— Start of DATA —

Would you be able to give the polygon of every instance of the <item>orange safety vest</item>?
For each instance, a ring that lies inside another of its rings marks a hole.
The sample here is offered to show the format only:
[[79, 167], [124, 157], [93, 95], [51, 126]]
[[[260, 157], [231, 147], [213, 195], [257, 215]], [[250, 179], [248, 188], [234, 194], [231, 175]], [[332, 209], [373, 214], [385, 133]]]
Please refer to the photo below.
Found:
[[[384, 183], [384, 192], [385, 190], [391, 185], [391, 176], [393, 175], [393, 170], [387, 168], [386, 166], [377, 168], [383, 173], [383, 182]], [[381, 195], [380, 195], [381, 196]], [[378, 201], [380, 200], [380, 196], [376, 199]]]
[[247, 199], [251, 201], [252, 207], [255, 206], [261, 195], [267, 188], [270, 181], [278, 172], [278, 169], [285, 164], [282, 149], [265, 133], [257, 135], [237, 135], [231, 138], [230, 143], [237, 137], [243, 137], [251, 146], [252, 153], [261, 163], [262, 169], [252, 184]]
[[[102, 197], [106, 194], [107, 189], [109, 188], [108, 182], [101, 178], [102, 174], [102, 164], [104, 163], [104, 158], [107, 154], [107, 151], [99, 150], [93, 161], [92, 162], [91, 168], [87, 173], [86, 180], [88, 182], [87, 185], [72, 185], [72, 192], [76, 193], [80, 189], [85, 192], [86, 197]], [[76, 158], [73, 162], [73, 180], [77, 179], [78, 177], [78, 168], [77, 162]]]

— End of DATA —
— Start of DATA —

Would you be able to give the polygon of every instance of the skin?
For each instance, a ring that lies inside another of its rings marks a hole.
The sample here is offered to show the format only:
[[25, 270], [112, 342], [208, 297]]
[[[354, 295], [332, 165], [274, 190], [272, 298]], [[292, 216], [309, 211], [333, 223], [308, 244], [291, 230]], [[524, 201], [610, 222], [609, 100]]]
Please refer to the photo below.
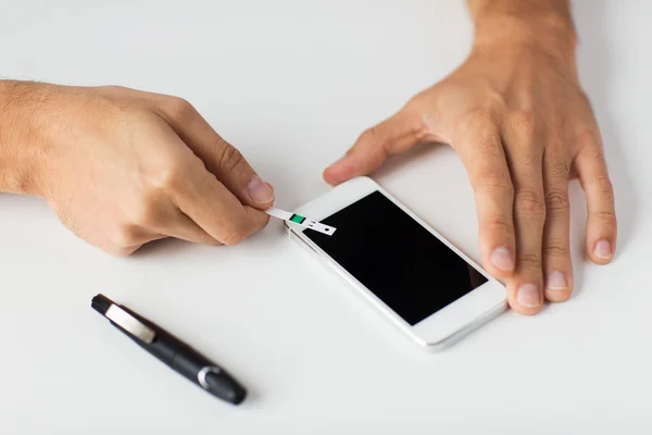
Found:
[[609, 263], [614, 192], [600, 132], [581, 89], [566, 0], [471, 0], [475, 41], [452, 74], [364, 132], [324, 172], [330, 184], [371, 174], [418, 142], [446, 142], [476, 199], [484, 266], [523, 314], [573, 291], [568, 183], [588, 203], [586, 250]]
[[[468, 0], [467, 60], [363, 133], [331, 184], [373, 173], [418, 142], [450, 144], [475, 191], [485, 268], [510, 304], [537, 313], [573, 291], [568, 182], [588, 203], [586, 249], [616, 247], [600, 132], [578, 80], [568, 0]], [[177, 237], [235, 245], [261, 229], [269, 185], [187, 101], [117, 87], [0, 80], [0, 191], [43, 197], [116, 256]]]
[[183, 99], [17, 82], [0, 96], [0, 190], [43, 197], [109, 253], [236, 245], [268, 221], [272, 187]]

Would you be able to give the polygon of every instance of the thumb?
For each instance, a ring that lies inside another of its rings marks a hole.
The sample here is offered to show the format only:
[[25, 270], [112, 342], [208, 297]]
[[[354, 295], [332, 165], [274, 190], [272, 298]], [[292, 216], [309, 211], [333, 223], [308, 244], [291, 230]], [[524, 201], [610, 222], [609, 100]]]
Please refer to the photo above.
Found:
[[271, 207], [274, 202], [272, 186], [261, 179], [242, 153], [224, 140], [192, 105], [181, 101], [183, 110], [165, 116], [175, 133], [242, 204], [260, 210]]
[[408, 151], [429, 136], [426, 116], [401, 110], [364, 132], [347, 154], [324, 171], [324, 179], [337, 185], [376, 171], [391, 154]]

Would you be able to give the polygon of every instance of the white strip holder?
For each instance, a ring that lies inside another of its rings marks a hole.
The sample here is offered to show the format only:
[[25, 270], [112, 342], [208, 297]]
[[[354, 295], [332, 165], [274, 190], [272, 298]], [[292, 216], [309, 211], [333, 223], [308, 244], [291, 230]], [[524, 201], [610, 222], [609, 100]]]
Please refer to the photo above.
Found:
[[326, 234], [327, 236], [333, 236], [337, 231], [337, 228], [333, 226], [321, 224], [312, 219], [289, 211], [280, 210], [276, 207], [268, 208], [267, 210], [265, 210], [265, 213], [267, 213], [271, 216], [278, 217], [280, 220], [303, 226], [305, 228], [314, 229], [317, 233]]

— End of DATA —

**DIRECTION:** Copy the rows above word for word, from the line containing "<item>orange safety vest</item>?" up to and including the line containing "[[79, 167], [124, 157], [93, 95], [51, 126]]".

**WRITTEN RESPONSE:**
Would you be able to give the polygon of every instance of the <item>orange safety vest</item>?
For each instance, a ring that lies inside another of its rings marks a hole.
The sample here is offered to show the format only:
[[79, 167], [124, 157], [93, 95], [51, 126]]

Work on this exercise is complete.